▶
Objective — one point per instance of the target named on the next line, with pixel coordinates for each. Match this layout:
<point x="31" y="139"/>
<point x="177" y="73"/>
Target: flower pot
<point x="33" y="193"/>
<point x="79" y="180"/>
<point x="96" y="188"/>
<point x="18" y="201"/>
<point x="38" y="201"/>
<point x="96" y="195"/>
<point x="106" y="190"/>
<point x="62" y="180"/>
◀
# AIM OF THE EXERCISE:
Once you have read the entries, write them out again without altering a single character.

# REPLY:
Objective — one point per instance of the target named on the next line, with pixel coordinates for each. Match this layout:
<point x="31" y="139"/>
<point x="177" y="73"/>
Target: flower pot
<point x="33" y="193"/>
<point x="79" y="180"/>
<point x="96" y="188"/>
<point x="18" y="201"/>
<point x="38" y="201"/>
<point x="96" y="195"/>
<point x="106" y="190"/>
<point x="62" y="180"/>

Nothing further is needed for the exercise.